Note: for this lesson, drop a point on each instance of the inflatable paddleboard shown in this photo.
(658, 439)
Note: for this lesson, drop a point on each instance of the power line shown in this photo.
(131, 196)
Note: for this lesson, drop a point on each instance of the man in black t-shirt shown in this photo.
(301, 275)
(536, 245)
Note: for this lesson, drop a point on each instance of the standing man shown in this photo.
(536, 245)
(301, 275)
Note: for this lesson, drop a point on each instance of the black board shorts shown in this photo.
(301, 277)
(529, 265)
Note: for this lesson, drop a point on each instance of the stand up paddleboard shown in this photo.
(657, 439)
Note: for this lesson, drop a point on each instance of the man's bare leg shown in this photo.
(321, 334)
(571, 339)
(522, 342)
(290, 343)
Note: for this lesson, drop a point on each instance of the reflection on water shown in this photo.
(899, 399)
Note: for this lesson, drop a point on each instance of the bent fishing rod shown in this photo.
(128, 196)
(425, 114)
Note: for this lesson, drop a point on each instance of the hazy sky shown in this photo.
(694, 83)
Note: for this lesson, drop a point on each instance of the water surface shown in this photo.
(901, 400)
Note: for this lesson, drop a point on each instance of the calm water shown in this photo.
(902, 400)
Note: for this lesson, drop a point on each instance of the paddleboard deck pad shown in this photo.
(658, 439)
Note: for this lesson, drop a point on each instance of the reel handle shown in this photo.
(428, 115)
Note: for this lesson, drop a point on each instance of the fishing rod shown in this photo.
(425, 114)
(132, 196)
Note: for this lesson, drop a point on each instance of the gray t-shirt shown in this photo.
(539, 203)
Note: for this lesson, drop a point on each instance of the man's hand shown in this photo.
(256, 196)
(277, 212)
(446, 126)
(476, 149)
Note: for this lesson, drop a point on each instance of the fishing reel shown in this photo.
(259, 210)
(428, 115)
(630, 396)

***

■ What you are asked to do
Find the line that contains "calm water shown in this photo." in the listing above. Retype it and every line after it up to the last, exactly, and nothing else.

■ Reply to the exercise
Note: for this lesson, drop a point on each instance of the calm water shown in this photo.
(902, 400)
Note: for this lesson, drop a point on each instance of the paddleboard deck pad shown in this photo.
(658, 439)
Note: for this lesson, drop a point on each instance of the reel handle shown in this photo.
(428, 115)
Note: for this lesson, drop a point on each instance of the fishing rod shown in this photo.
(425, 114)
(132, 196)
Note: for this lesson, drop a point on each instance of the gray t-shirt shown in this photo.
(539, 203)
Note: for this lesson, drop a point on each instance of the man's hand shown in this photo.
(256, 196)
(277, 212)
(446, 126)
(476, 149)
Note: for this lesson, drop a point on each instance of the fishing reel shown in this photo.
(259, 210)
(428, 115)
(630, 396)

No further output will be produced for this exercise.